EXERCISE:
Which lines of the records below contain the word "foreground"? Report each of them in full.

STORED DATA:

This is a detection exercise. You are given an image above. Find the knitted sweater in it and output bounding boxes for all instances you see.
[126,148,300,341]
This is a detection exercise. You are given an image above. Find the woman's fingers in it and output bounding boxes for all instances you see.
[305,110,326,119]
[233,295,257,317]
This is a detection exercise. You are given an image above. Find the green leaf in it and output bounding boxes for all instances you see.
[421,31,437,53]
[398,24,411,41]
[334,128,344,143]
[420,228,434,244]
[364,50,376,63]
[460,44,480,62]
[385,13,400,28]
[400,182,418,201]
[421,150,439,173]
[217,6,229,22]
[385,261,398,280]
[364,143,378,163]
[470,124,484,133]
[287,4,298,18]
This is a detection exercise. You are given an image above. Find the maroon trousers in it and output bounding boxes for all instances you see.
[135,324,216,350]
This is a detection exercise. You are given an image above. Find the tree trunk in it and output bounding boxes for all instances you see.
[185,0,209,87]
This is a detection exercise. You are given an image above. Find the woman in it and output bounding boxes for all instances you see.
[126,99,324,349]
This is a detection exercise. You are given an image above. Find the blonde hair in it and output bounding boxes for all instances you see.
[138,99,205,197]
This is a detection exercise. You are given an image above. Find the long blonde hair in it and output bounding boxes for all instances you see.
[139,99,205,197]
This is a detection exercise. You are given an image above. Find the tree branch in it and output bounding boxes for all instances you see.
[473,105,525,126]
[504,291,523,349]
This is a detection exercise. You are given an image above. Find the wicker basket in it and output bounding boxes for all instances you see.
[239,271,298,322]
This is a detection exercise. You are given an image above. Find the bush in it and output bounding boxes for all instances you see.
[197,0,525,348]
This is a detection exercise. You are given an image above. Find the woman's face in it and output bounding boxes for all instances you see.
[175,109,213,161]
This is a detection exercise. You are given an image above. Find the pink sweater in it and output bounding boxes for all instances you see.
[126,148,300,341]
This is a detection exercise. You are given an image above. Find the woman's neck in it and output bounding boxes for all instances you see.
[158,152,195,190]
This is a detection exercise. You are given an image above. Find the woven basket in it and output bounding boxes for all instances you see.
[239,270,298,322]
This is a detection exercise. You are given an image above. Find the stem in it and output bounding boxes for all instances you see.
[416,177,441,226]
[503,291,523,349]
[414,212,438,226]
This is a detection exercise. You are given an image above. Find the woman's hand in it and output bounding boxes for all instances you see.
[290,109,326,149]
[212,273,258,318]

--

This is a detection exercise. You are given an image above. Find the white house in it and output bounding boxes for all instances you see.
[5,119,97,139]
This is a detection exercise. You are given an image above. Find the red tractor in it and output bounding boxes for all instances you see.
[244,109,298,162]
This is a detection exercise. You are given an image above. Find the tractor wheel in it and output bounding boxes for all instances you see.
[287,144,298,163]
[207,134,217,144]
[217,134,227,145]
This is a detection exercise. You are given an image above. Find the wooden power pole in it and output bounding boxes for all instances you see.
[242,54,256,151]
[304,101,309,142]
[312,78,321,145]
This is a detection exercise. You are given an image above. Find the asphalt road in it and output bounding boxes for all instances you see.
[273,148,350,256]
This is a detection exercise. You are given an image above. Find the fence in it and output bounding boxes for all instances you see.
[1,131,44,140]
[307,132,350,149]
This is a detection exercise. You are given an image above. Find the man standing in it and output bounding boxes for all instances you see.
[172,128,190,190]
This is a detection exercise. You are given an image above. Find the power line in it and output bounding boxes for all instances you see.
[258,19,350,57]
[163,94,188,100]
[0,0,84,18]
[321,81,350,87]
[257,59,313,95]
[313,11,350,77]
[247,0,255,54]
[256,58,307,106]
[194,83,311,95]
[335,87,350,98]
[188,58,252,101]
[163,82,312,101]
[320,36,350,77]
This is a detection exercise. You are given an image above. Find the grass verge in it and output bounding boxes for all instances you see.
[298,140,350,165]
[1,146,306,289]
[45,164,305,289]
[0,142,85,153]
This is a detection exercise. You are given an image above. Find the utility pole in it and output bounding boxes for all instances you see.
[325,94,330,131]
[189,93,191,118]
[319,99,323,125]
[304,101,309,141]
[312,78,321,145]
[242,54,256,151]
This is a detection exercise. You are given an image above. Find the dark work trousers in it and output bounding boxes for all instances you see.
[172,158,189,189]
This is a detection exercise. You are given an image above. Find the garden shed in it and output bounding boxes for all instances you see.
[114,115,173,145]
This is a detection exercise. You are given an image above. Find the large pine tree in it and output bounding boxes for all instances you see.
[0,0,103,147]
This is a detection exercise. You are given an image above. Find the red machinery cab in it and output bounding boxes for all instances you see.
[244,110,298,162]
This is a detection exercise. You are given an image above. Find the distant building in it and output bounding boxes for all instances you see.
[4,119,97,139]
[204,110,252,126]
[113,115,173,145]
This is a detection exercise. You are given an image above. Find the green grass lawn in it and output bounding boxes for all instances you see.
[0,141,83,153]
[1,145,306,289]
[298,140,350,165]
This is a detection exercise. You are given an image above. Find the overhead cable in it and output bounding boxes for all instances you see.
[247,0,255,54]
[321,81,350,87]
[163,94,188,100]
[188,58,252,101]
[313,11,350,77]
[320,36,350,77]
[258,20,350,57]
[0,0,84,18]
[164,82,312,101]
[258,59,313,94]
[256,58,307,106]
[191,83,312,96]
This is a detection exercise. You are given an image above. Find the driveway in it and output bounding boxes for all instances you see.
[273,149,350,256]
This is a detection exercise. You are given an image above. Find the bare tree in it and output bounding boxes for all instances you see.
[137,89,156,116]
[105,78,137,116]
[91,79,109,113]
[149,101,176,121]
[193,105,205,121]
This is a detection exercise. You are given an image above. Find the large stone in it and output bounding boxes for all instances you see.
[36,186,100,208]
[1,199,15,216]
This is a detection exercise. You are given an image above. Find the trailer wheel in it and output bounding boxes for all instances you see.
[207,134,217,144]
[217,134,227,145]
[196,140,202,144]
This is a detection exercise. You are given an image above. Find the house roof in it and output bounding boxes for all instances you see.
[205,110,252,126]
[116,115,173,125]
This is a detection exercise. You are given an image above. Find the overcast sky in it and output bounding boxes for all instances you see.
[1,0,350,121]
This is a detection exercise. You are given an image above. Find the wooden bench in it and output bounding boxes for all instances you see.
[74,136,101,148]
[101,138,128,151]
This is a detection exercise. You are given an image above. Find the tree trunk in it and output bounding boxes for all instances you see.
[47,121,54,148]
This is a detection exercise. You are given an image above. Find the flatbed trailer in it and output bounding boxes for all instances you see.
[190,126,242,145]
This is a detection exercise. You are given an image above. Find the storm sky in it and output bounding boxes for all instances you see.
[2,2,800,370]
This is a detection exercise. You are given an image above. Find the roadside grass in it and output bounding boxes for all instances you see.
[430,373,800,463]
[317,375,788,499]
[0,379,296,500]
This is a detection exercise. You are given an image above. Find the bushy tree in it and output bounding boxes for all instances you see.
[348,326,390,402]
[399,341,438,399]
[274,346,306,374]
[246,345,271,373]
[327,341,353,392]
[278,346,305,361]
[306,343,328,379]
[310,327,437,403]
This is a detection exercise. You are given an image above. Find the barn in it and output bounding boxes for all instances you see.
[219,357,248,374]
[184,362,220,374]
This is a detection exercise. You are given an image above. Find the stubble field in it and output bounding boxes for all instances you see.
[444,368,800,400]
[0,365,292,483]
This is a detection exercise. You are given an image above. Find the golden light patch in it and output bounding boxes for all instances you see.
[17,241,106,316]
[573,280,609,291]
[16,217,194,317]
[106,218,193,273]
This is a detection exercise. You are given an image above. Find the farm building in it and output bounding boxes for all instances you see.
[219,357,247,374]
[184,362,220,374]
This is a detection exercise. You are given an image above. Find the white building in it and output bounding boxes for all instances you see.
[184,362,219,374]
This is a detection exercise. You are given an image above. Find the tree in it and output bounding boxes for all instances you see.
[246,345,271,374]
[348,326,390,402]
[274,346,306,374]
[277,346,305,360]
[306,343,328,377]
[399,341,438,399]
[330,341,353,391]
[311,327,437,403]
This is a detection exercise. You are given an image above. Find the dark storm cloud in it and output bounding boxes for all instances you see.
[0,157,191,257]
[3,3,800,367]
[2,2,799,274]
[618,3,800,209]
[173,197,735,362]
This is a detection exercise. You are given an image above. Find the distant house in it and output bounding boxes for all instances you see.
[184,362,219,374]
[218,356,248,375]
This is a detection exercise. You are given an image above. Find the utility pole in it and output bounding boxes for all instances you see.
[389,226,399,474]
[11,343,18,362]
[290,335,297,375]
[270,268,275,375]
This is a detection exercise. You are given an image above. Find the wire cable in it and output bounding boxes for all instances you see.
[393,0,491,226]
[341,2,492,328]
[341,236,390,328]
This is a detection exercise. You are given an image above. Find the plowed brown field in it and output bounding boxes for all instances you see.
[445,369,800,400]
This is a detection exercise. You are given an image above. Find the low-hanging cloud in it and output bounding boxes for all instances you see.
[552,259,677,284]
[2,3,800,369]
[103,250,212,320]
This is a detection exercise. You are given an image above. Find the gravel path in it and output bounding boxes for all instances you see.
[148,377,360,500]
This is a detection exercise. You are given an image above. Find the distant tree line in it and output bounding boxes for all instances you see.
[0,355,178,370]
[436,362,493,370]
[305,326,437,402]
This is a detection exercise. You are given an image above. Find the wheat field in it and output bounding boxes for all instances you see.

---

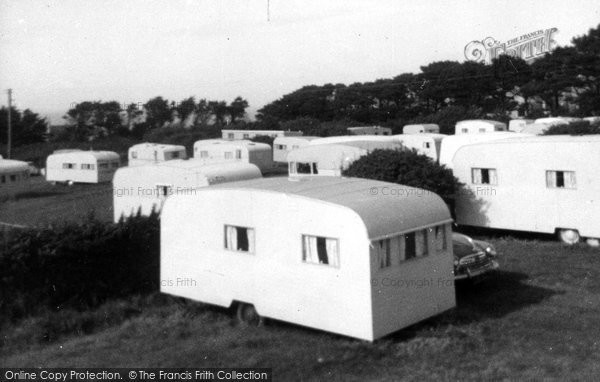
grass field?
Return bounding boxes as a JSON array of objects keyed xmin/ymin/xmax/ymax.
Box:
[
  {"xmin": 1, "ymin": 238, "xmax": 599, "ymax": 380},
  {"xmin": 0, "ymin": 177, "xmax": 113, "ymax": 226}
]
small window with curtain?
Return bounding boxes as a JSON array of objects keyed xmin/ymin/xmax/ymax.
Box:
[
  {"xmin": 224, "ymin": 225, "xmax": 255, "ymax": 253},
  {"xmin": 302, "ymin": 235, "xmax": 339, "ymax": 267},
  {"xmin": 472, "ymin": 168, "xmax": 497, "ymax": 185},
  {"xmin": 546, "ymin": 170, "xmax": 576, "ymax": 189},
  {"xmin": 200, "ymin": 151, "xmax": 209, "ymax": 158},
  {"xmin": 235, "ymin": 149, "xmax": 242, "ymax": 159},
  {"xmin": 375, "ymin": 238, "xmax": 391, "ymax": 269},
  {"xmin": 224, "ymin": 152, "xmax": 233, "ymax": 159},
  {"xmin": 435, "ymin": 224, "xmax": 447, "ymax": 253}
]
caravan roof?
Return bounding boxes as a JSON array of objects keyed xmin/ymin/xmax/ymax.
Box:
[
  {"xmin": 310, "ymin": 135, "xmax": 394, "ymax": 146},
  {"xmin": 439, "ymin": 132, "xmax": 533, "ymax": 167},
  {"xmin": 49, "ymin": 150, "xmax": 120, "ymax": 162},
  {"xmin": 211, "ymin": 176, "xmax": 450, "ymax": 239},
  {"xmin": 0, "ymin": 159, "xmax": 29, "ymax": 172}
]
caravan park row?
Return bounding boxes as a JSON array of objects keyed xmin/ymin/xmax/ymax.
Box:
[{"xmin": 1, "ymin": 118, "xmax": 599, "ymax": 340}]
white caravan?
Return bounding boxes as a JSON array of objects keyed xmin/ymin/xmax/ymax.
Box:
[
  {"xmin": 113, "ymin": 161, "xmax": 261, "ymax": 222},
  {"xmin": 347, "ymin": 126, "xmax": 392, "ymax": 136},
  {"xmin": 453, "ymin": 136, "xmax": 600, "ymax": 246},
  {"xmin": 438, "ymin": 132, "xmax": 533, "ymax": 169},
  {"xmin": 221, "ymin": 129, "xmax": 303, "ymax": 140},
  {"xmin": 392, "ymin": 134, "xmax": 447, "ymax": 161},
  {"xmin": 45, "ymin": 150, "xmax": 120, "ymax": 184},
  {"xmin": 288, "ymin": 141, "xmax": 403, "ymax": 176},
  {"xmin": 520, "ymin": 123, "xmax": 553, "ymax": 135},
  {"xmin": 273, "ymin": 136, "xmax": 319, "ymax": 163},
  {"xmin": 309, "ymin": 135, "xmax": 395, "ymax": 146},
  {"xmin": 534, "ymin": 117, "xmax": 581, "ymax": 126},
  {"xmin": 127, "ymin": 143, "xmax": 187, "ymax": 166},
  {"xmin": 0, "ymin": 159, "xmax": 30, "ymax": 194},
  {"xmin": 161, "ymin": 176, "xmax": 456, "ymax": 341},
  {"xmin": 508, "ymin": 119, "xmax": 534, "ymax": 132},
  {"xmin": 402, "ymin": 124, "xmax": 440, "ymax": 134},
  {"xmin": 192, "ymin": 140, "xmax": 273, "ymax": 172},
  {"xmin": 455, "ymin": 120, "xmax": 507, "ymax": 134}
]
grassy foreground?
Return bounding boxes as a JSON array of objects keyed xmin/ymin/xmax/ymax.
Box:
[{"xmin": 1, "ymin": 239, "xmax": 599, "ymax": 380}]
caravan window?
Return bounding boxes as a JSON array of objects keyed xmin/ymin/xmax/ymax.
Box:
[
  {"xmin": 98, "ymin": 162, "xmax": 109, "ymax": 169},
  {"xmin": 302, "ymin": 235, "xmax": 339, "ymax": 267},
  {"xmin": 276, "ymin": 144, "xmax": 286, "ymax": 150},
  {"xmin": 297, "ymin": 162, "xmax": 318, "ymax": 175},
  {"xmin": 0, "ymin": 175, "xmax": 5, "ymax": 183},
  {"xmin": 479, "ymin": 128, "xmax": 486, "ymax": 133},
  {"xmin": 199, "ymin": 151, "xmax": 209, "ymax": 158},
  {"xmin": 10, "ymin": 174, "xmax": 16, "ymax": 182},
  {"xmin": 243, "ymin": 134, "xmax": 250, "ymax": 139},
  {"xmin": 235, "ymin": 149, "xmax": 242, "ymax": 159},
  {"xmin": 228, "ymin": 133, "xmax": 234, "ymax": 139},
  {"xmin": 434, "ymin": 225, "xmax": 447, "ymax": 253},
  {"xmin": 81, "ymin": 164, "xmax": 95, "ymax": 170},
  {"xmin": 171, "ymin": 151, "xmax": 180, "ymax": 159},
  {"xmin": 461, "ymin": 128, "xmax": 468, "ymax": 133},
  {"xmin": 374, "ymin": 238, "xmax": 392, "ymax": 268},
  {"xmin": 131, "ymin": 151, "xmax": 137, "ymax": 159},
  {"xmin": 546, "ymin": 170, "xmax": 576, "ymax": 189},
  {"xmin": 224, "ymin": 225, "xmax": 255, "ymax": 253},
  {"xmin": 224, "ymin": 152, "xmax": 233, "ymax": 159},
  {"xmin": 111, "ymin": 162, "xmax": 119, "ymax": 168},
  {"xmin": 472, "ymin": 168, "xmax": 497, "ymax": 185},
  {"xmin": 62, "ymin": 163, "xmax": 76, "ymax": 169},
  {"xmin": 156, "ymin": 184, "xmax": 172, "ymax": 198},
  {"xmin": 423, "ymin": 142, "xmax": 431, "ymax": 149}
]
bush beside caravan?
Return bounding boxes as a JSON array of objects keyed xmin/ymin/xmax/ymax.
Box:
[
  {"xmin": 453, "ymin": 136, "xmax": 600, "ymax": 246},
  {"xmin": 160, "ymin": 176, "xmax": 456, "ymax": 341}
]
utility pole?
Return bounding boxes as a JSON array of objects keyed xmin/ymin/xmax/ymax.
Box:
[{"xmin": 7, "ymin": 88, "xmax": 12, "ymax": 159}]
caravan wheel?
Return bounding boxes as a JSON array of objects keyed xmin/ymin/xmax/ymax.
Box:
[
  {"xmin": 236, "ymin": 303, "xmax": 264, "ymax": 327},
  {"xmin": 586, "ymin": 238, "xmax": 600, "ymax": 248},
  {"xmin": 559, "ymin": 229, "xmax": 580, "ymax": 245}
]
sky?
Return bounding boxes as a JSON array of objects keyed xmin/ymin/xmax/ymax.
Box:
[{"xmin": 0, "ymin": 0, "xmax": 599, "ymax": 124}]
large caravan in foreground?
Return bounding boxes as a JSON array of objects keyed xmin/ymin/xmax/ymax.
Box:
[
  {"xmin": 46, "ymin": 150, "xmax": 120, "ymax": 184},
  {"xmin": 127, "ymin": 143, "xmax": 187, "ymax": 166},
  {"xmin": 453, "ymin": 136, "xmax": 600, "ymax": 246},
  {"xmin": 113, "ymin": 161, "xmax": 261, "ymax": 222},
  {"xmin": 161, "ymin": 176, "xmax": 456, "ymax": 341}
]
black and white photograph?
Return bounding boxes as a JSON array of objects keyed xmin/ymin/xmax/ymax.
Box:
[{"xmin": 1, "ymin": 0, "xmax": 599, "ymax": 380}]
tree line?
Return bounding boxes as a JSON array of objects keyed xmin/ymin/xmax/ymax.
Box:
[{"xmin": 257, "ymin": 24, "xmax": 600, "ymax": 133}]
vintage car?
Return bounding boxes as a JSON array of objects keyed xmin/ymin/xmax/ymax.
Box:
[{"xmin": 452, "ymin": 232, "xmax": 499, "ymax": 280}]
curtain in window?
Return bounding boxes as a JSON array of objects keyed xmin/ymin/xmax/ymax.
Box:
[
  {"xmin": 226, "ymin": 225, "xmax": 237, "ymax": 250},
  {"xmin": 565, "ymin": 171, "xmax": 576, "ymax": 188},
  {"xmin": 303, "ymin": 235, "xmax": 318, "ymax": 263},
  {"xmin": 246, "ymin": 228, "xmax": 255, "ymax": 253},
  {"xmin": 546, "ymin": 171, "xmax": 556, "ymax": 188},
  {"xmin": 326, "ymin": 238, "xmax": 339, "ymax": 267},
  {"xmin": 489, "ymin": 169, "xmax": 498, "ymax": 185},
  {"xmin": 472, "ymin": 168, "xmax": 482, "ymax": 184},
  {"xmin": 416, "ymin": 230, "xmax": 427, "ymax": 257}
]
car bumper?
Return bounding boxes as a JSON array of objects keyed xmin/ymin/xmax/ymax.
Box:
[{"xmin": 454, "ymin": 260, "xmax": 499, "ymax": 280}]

WRITTEN ANSWER:
grassy foreground?
large caravan in foreground?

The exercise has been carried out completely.